** ESTRATTO DELLA PAGINA **
- - - - -

Otel Bruni: antologia di temi e pagine speciali

Valerio Massimo Manfredi ha scritto un romanzo ispirato alla famiglia materna, i Bruni, e alla Piumazzo fra le due guerre. Data la particolare natura "coinvolgente" di questa opera letteraria e un doveroso omaggio a chi rende celebre il nome del nostro paese nel mondo, iniziamo una lettura antologica del libro.

 

I romanzi si leggono per piacere; ma le grandi opere sono tali perchè il piacere deriva, oltre che da forma e creatività, anche dalla sapienza umana che vi si rivela. Quelli che seguono sono commenti di un sacerdote; ne consegue una finalità "sapienziale", e perchè no, "edificante"; anche se questo non è il taglio del libro. Oltre a gustare e rendere omaggio allo Scrittore, a quella particolare sacralità insita nello scrivere, intendiamo raccogliere dunque tesori di cristiana saggezza, dalle pagine di un libro bello, particolarmente "nostro".

 

Don Massimino 

Dal Cap 1, pagina 18, sulla figura del parroco:

Don Massimino era un uomo non comune ... Una volta, verso la fine di giugno, con i campi pieni di grano biondo come l'oro e le piante di ciliegio che si curvavano sotto il peso dei frutti rossi e maturi, si addensò su quella terra un temporale mai visto: nubi nere come l'inchiostro orlate di bianco e tuoni che brontolavano lontano non lasciavano dubbi che sarebbe caduta grandine grossa come uova. Una gragnuola di sfere di ghiaccio avrebbe devastato il lavoro di un anno e lasciato molte famiglie senza pane. Don Massimino uscì dalla porta principale della chiesa e la spalancò perchè anche Gesucristo nel tabernacolo sentisse il vento gelato della tempesta come quando era inchiodato nudo sulla croce. Poi alzò gli occhi a quel cielo di pece e aprì le braccia come per proteggere il paese intero. Mormorava qualcosa - non so che cosa - orazioni o esorcismi e, con quel freddo, grondava sudore copiosamente. Le ginocchia gli tremavano per lo sforzo come se reggesse il peso di quelle nubi cariche di ghiaccio sulle fragili spalle. 

Non lo persi di vista un minuto, nascosto dietro la colonna del portico; alla fine dopo quasi più di un'ora di impari lotta con gli elementi, don Massimino ebbe la meglio: il cielo lentamente si aprì, mostrando un lembo di azzurro ... Lo vidi crollare al suolo svenuto. " ... Quando rinvenne, riuscì a balbettare: "Se mi fossi dato per vinto sarebbe successo un disastro, una catastrofe".

 

Ritratto altissimo, quasi quanto il Monsignore nell'incipit ne i Miserabili di Victor Hugo.

- - - - -

** ESERCIZIO SCRITTO A **
Secondo il brano su Otel Bruni, a quale famiglia si ispira il romanzo di Valerio Massimo Manfredi?

Righe da un dataset di puntamento

- - - - -

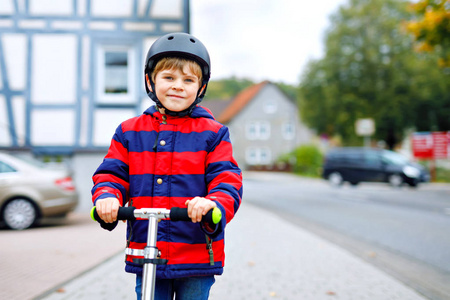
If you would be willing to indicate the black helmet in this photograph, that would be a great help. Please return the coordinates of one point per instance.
(178, 45)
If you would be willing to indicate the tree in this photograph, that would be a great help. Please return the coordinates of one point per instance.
(226, 88)
(431, 28)
(370, 71)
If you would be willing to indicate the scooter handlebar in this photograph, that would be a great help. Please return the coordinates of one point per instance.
(176, 214)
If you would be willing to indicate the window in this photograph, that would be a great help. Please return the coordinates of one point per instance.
(270, 106)
(258, 156)
(4, 168)
(258, 130)
(288, 131)
(116, 71)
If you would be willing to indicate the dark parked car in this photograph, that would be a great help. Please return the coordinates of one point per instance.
(357, 165)
(30, 190)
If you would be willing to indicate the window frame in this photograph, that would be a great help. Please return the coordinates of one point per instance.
(120, 98)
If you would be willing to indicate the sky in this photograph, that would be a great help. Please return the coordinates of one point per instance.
(262, 39)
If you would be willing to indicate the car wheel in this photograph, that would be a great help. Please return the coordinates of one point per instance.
(19, 214)
(396, 180)
(336, 179)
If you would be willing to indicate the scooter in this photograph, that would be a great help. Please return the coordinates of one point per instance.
(151, 252)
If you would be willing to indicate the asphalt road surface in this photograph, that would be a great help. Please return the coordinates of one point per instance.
(404, 231)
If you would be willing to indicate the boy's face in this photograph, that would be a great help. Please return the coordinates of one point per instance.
(176, 90)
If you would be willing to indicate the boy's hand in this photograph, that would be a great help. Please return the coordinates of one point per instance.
(198, 207)
(107, 209)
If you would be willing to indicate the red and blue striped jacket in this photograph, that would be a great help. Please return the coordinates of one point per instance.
(161, 161)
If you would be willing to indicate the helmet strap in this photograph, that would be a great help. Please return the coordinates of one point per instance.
(185, 112)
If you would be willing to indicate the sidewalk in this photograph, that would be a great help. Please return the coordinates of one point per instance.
(266, 258)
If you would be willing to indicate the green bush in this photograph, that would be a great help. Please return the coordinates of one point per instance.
(305, 160)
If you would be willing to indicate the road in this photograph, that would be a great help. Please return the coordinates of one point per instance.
(401, 230)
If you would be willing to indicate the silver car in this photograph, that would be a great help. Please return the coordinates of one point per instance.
(30, 191)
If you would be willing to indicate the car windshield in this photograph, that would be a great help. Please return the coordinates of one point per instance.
(393, 158)
(31, 161)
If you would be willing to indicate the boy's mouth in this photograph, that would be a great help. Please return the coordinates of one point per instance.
(175, 96)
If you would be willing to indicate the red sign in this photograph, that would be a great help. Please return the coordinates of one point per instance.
(431, 145)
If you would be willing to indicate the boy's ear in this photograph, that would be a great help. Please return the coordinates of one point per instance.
(148, 83)
(202, 89)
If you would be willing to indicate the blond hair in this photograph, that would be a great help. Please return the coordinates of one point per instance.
(177, 63)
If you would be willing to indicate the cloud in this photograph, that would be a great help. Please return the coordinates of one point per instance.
(259, 40)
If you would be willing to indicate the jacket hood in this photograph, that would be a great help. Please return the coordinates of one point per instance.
(198, 112)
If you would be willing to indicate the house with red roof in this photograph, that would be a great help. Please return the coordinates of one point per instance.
(264, 124)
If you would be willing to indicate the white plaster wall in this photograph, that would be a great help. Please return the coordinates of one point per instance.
(112, 8)
(6, 7)
(167, 9)
(51, 7)
(4, 126)
(19, 107)
(55, 127)
(15, 47)
(106, 122)
(54, 69)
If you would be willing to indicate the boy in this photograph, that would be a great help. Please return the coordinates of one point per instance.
(173, 155)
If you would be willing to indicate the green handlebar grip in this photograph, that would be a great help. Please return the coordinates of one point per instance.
(216, 215)
(93, 213)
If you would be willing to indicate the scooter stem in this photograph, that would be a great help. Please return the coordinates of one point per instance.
(150, 252)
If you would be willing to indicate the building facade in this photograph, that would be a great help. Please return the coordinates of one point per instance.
(71, 70)
(264, 124)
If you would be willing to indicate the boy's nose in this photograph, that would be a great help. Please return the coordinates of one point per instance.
(177, 85)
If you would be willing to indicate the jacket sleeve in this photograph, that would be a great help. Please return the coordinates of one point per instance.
(223, 178)
(111, 179)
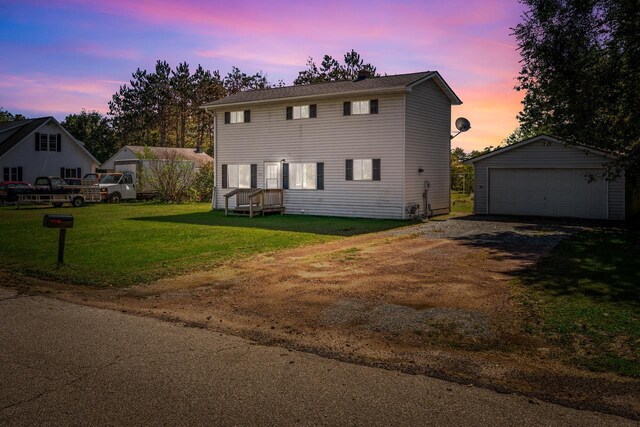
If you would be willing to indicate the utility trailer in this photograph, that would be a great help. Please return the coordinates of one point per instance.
(53, 190)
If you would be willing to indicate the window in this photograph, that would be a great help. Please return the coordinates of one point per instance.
(239, 176)
(237, 117)
(70, 173)
(48, 142)
(362, 170)
(53, 142)
(303, 176)
(360, 107)
(44, 142)
(12, 174)
(300, 112)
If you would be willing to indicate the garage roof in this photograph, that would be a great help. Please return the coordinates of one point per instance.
(529, 141)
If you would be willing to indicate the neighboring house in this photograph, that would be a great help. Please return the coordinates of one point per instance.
(41, 147)
(132, 152)
(543, 176)
(363, 148)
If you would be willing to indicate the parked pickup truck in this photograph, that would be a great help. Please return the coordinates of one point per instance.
(115, 187)
(54, 190)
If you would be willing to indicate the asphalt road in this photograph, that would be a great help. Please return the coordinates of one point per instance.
(63, 364)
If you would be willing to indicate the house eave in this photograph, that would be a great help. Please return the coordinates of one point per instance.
(215, 107)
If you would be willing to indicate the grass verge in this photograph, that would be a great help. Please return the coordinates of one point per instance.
(130, 243)
(587, 296)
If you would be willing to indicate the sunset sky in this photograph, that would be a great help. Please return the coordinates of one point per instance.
(60, 57)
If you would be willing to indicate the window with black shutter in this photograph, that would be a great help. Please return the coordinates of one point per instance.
(224, 176)
(373, 106)
(285, 176)
(376, 170)
(320, 176)
(254, 175)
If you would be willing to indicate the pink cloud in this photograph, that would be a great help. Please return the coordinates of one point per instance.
(50, 95)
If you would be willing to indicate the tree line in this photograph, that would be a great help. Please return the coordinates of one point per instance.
(161, 107)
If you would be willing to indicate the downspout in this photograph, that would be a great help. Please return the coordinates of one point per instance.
(215, 158)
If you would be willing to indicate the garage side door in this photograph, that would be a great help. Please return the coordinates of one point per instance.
(548, 192)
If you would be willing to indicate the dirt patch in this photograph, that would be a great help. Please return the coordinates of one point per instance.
(414, 300)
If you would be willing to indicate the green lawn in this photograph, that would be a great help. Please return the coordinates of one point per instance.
(587, 296)
(461, 203)
(131, 243)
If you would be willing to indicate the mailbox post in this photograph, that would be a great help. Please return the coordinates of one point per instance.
(62, 222)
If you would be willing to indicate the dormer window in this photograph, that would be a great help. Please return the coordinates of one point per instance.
(297, 112)
(48, 142)
(357, 108)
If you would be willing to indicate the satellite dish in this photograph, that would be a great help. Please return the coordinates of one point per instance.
(462, 124)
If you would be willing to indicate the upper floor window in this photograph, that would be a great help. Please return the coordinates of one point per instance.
(48, 142)
(297, 112)
(360, 107)
(53, 142)
(237, 116)
(13, 174)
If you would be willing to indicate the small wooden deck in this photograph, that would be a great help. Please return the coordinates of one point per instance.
(255, 201)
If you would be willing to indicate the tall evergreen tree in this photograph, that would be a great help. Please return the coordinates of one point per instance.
(332, 70)
(581, 72)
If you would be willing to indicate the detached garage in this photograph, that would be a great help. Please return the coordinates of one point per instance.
(542, 176)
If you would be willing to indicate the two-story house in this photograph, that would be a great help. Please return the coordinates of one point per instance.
(41, 147)
(374, 147)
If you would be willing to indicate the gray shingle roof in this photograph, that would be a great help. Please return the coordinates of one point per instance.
(328, 88)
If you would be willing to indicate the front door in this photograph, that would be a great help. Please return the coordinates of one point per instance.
(272, 175)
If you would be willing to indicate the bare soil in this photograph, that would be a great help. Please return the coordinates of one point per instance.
(437, 299)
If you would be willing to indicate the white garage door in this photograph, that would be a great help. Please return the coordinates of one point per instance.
(548, 192)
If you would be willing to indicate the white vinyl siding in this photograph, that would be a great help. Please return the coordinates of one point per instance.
(546, 154)
(46, 163)
(428, 147)
(328, 139)
(237, 117)
(239, 176)
(300, 112)
(302, 176)
(360, 107)
(362, 169)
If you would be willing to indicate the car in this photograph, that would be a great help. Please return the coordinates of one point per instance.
(9, 190)
(73, 181)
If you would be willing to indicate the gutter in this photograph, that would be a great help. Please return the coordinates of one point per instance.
(302, 97)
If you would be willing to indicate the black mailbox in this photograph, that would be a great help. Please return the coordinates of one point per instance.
(58, 221)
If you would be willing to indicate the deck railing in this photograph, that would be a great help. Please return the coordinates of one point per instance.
(255, 200)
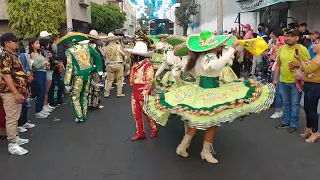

- - - - -

** ESERCIZIO SCRITTO B **
Riscrivi le righe del dataset dalla riga che contiene "If you would be willing to indicate the white vinyl" fino alla fine delle righe, estremi e richieste compresi, traslando di 114 le coordinate delle risposte: aggiungi 114 a ogni numero. Ometti le immagini.

** SOLUZIONE SVOLTA A **
Alla famiglia materna dell'autore, i Bruni.

** SOLUZIONE SVOLTA B **
If you would be willing to indicate the white vinyl siding in this photograph, that would be a great help. Please return the coordinates of one point per instance.
(660, 268)
(160, 277)
(542, 261)
(442, 253)
(351, 231)
(353, 290)
(414, 226)
(416, 290)
(474, 221)
(476, 283)
If you would be willing to indicate the car in this photograph, that would be a great help. Please return the coordinates of one point per instance.
(123, 304)
(187, 295)
If you would be willing to indicate the gutter in this photograph, that would be a great help. Please return the coordinates of one point per instance.
(416, 211)
If you would be willing to indicate the black mailbox in this photograph, that would be a great help. Please return the coordinates of one point per instance.
(172, 335)
If you would be willing to indicate the deck railing in this photograph, that would be a great help. Please return the coordinates of one point per instance.
(369, 314)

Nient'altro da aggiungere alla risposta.